DATA TO USE:
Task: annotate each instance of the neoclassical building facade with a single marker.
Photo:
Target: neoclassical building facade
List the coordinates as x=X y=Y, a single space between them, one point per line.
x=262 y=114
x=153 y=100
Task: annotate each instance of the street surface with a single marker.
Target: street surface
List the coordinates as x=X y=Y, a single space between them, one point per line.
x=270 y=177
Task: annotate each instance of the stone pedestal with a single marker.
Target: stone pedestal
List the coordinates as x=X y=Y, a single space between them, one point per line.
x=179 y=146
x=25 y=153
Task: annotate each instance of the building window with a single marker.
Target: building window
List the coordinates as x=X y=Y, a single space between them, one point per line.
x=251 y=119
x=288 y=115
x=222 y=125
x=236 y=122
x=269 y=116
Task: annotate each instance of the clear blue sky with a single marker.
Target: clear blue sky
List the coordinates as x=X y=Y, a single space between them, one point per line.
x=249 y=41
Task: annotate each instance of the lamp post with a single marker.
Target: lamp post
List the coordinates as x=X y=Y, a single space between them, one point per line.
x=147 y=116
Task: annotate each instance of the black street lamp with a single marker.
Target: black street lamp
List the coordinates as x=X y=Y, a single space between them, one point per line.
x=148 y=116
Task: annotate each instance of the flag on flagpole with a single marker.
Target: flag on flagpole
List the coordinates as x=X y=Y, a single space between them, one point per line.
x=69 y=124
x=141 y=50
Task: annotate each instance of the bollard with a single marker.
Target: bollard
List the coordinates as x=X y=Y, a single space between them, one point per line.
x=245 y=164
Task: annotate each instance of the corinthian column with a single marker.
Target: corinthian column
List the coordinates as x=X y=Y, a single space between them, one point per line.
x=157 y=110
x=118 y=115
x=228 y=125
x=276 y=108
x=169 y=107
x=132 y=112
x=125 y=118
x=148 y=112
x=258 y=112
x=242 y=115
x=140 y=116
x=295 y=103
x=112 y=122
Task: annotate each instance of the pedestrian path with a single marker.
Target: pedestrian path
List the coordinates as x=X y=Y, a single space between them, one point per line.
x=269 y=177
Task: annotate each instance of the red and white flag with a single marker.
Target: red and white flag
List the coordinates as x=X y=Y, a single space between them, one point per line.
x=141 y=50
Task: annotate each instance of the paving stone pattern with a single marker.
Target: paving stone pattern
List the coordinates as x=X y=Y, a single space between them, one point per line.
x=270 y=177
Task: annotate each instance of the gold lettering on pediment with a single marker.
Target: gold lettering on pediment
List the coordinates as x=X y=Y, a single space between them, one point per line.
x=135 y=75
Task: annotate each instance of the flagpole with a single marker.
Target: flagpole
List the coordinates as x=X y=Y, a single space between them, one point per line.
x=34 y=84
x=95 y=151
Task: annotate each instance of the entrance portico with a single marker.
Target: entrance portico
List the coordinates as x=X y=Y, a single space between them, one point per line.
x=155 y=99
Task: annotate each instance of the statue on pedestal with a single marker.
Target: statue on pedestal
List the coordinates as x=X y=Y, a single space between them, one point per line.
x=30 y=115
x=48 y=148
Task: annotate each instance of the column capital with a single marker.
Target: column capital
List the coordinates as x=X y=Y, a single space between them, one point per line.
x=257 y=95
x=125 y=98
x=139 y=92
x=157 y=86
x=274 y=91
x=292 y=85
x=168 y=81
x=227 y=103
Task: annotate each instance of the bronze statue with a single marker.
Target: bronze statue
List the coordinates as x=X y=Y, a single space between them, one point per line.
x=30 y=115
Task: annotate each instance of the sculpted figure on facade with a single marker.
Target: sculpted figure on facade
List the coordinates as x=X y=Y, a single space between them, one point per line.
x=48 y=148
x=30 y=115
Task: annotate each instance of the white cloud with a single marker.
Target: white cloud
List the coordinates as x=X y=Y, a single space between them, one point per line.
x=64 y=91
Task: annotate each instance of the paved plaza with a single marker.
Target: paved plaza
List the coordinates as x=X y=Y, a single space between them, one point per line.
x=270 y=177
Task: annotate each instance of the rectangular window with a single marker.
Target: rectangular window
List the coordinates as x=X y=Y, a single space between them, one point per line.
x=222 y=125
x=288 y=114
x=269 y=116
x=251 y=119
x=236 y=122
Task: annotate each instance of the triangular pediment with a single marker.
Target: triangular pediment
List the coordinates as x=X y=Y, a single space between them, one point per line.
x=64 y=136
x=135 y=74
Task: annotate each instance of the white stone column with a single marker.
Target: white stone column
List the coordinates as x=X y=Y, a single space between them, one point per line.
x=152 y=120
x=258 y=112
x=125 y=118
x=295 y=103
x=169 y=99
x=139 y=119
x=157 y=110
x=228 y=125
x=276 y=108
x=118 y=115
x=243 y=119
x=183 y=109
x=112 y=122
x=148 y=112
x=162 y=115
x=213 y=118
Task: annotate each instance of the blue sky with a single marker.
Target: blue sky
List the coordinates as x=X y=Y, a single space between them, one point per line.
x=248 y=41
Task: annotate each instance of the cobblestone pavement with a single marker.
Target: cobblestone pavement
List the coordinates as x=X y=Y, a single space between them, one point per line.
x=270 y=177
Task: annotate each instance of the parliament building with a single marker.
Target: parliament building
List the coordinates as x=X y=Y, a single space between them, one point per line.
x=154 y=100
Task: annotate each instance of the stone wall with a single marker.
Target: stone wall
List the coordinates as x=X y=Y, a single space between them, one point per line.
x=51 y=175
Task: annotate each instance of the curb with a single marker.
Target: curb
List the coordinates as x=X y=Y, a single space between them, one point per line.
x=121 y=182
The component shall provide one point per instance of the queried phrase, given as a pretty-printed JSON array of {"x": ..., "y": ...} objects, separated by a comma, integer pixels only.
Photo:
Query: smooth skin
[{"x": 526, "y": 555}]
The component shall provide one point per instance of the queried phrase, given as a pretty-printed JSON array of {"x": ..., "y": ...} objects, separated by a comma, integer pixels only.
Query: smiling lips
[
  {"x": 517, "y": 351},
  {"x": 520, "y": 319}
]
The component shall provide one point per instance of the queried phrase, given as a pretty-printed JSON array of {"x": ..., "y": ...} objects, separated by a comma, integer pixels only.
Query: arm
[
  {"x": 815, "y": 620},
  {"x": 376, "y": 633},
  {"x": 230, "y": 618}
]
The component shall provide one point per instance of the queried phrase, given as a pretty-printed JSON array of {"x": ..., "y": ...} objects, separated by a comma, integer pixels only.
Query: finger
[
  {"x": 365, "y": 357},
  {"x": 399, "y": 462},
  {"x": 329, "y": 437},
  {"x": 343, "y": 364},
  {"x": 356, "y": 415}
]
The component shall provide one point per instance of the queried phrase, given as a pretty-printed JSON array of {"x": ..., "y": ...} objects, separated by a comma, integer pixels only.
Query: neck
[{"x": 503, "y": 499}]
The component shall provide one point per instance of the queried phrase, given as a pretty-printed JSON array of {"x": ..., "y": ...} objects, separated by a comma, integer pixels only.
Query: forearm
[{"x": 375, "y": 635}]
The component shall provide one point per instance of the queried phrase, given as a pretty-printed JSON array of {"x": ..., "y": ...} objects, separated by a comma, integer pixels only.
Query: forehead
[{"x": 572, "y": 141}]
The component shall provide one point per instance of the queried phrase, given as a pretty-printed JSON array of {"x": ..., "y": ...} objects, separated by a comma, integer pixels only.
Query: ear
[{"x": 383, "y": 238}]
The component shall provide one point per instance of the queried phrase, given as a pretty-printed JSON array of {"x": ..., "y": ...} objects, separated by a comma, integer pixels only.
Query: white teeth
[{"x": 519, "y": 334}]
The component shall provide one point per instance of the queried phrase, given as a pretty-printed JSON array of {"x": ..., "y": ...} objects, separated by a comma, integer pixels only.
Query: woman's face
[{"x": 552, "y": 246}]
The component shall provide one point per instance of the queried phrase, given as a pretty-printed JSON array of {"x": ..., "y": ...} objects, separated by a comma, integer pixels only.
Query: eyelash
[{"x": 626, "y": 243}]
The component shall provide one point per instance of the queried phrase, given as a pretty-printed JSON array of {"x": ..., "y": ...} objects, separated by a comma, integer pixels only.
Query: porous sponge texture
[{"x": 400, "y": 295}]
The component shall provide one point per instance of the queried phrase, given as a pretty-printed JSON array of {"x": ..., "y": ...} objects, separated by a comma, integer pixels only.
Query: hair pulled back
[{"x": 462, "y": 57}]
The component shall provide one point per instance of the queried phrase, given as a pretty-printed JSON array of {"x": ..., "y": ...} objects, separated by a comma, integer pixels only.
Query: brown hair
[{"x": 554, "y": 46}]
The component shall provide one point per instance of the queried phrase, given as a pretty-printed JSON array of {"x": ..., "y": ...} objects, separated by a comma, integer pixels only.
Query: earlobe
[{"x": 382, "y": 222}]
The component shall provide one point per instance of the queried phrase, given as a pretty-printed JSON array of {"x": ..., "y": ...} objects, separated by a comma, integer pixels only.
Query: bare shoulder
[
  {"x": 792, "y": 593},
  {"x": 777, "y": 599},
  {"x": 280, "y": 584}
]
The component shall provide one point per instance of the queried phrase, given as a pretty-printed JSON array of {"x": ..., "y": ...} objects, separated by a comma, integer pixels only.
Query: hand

EXERCISE REQUIREMENTS: All lines of the data that hold "portico" need to be copied.

ANSWER TO THE EXERCISE:
Task: annotate each instance of the entrance portico with a single marker.
Target: entrance portico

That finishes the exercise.